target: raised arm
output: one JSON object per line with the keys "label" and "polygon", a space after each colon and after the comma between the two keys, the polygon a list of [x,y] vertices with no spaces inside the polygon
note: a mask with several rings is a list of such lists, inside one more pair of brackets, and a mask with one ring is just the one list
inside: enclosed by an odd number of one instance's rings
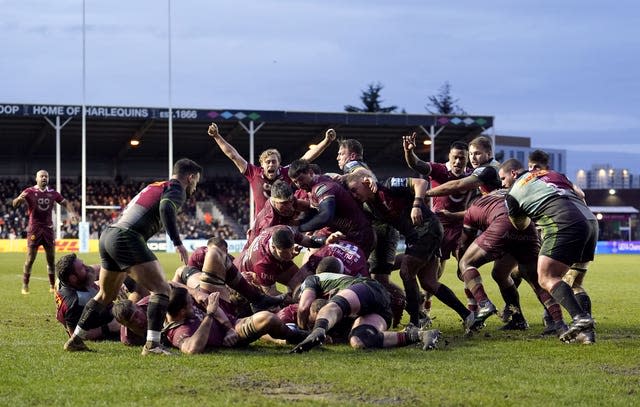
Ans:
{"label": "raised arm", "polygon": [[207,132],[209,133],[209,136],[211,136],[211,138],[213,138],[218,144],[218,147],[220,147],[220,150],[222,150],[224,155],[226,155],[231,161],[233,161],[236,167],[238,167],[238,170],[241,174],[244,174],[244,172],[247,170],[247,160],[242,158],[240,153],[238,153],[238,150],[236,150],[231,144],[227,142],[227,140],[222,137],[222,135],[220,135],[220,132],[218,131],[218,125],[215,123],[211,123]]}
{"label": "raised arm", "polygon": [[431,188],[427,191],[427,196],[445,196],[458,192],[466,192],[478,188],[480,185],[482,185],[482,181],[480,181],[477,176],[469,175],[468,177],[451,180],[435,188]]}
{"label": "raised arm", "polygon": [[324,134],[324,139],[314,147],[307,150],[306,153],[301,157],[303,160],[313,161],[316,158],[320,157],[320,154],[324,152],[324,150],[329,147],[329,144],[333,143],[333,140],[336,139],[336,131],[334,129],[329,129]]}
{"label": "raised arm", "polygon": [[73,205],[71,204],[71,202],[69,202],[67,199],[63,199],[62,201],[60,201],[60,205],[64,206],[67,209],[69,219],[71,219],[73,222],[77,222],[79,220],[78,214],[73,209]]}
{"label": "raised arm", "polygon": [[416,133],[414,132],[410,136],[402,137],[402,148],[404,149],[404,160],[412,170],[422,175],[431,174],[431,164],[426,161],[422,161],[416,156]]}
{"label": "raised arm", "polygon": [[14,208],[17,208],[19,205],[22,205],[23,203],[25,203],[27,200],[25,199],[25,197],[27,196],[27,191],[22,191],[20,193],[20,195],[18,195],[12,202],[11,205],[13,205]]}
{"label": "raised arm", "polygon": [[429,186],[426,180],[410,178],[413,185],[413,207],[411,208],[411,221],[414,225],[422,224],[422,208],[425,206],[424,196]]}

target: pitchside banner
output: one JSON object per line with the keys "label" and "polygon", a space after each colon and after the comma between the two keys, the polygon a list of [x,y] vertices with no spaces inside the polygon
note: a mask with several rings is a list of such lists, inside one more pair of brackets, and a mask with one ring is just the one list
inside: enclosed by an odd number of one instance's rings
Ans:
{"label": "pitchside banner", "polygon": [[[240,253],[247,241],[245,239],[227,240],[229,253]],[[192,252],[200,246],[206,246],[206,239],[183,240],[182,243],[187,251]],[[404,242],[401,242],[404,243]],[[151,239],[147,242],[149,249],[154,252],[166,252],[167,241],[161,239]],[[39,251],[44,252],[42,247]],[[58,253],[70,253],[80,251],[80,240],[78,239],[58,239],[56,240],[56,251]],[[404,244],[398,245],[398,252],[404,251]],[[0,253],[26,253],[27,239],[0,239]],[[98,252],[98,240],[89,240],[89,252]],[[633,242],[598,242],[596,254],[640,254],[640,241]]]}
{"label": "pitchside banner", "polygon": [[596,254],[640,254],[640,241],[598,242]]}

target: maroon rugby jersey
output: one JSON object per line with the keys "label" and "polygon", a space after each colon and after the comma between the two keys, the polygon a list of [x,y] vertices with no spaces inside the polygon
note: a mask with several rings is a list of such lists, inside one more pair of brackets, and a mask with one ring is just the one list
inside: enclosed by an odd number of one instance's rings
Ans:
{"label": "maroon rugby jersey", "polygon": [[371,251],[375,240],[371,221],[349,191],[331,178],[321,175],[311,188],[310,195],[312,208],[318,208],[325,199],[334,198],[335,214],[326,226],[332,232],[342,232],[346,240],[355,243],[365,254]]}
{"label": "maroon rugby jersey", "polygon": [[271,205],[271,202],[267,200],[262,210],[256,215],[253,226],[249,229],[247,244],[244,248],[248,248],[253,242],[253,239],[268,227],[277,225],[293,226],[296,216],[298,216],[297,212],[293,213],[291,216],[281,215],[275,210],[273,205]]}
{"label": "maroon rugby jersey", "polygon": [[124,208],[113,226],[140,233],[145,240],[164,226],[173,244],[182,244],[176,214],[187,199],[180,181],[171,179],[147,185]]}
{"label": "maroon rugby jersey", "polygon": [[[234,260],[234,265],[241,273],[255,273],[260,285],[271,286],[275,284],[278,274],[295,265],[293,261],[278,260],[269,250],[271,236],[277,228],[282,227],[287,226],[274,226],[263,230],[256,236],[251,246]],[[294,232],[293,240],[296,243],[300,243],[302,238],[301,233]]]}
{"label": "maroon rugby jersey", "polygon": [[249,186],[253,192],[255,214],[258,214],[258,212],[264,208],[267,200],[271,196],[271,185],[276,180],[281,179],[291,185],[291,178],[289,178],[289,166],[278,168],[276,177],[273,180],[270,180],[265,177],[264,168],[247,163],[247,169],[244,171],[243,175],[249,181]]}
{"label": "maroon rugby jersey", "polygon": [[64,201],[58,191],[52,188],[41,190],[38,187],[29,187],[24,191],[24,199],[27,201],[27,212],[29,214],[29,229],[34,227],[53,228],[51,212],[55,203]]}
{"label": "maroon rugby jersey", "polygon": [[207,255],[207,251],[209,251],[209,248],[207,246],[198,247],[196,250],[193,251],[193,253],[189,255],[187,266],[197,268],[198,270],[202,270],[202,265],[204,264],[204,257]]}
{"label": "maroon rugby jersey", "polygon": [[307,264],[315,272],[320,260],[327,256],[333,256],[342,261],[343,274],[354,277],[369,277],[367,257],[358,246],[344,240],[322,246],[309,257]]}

————————

— GOAL —
Please count the lines in the rows above that contain the string "target". Reply with the number alone.

— OUTPUT BELOW —
3